- _THE EXERCISE_:
Your task is to print the material below exactly as presented.

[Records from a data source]
____

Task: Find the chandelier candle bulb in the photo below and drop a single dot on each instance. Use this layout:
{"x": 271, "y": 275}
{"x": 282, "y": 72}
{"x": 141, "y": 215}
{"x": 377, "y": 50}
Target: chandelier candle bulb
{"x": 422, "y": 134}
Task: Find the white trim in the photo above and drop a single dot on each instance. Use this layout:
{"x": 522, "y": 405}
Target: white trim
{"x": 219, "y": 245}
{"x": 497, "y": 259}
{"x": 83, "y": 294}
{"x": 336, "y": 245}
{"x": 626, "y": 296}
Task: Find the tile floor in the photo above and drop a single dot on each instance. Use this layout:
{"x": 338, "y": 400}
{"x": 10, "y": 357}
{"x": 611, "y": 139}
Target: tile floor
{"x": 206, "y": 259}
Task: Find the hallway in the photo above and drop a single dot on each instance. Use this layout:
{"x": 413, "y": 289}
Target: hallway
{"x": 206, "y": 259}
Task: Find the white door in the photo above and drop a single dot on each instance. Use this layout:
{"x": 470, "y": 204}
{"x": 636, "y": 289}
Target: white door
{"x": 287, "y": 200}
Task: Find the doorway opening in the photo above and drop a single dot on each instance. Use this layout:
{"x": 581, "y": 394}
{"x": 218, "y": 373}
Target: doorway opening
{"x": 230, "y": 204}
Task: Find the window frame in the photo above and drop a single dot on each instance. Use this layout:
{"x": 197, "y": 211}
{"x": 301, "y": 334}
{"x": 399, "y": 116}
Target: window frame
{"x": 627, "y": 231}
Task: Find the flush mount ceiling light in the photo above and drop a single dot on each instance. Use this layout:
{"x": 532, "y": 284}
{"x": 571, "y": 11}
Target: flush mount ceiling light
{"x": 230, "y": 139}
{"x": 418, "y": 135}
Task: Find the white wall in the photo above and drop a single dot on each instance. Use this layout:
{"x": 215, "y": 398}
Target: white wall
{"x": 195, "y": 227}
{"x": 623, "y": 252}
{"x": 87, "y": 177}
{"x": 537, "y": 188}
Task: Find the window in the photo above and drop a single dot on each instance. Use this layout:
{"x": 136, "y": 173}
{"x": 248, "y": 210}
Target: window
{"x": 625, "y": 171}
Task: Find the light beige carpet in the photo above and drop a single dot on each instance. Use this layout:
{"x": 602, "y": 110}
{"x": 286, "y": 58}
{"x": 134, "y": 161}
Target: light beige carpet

____

- _EXPECTED ANSWER_:
Task: Find the chandelier candle bulb in the photo below and drop a single dot on each instance. Use this layout:
{"x": 271, "y": 275}
{"x": 282, "y": 72}
{"x": 141, "y": 215}
{"x": 377, "y": 50}
Target: chandelier candle bulb
{"x": 422, "y": 134}
Task: Find the white trim in the photo above and drop a single dot on each instance. Use this layout:
{"x": 522, "y": 405}
Target: white trim
{"x": 219, "y": 245}
{"x": 497, "y": 259}
{"x": 83, "y": 294}
{"x": 336, "y": 245}
{"x": 626, "y": 296}
Task: Find the tile floor in the photo above and drop a single dot on each instance. Use this layout:
{"x": 338, "y": 400}
{"x": 10, "y": 357}
{"x": 611, "y": 139}
Target: tile floor
{"x": 206, "y": 259}
Task: Find the hallway in the photo above and drop a single dot on each instance. Use this layout:
{"x": 413, "y": 289}
Target: hallway
{"x": 206, "y": 259}
Task: Find the white door in the photo above and drop a single dot on each instance. Use this layout:
{"x": 470, "y": 204}
{"x": 636, "y": 289}
Target: white door
{"x": 287, "y": 200}
Task: Find the doorway opening in the photo above and drop a single dot on each instance. Use this layout:
{"x": 581, "y": 394}
{"x": 218, "y": 373}
Target: doorway opening
{"x": 230, "y": 204}
Task: Find the window frame in the photo above and drop a single dot on each instance. Use this layout:
{"x": 197, "y": 211}
{"x": 301, "y": 334}
{"x": 399, "y": 116}
Target: window frame
{"x": 627, "y": 231}
Task: Find the flush mount ceiling light in the photo above and drop a single dot on each instance. Use this layout:
{"x": 532, "y": 284}
{"x": 571, "y": 11}
Target: flush mount ceiling light
{"x": 230, "y": 139}
{"x": 418, "y": 135}
Task: Find the white wall in the photo above and drop a single dot on each instance. Use this layout:
{"x": 215, "y": 398}
Target: white wall
{"x": 195, "y": 227}
{"x": 623, "y": 252}
{"x": 87, "y": 177}
{"x": 537, "y": 188}
Task: Find the window in the photo above and drop a single dot on each instance. Use this layout:
{"x": 136, "y": 173}
{"x": 248, "y": 210}
Target: window
{"x": 625, "y": 171}
Task: Find the light beige carpet in the photo above and drop a single dot on each instance. Use this layout:
{"x": 602, "y": 110}
{"x": 286, "y": 58}
{"x": 134, "y": 161}
Target: light beige carpet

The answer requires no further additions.